(Referring expression data)
________

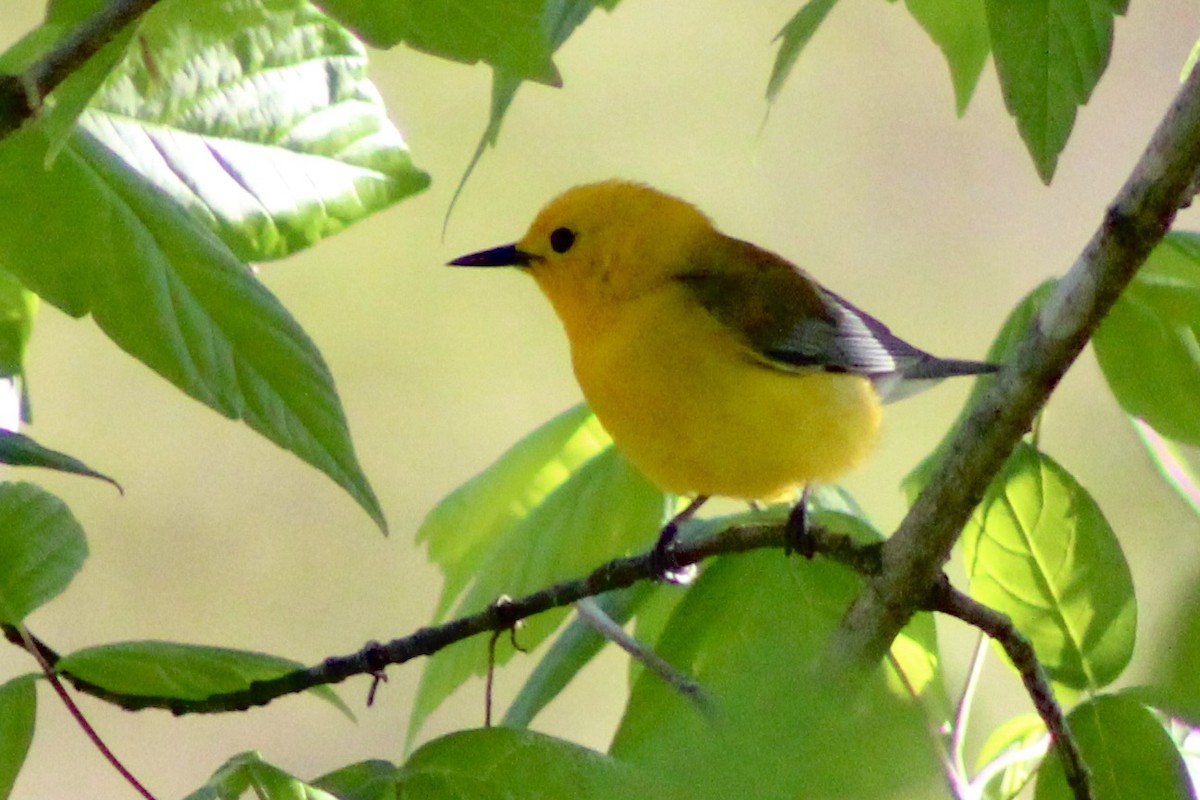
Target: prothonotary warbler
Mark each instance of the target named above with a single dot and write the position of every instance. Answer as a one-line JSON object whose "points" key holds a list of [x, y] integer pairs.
{"points": [[717, 366]]}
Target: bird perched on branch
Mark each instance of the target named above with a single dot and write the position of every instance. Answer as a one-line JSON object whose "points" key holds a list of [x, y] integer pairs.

________

### What the exercise asks
Your answer must hold the line containing "Target: bird perched on branch" and all lines after it in the entries above, exactly, and nothing else.

### Solved exercise
Target: bird perched on branch
Mark each instance of the target named above with a single dot and write the position of every instance. Answer as a one-line JSON object whose "points" key holds a list of [x, y] integer pairs.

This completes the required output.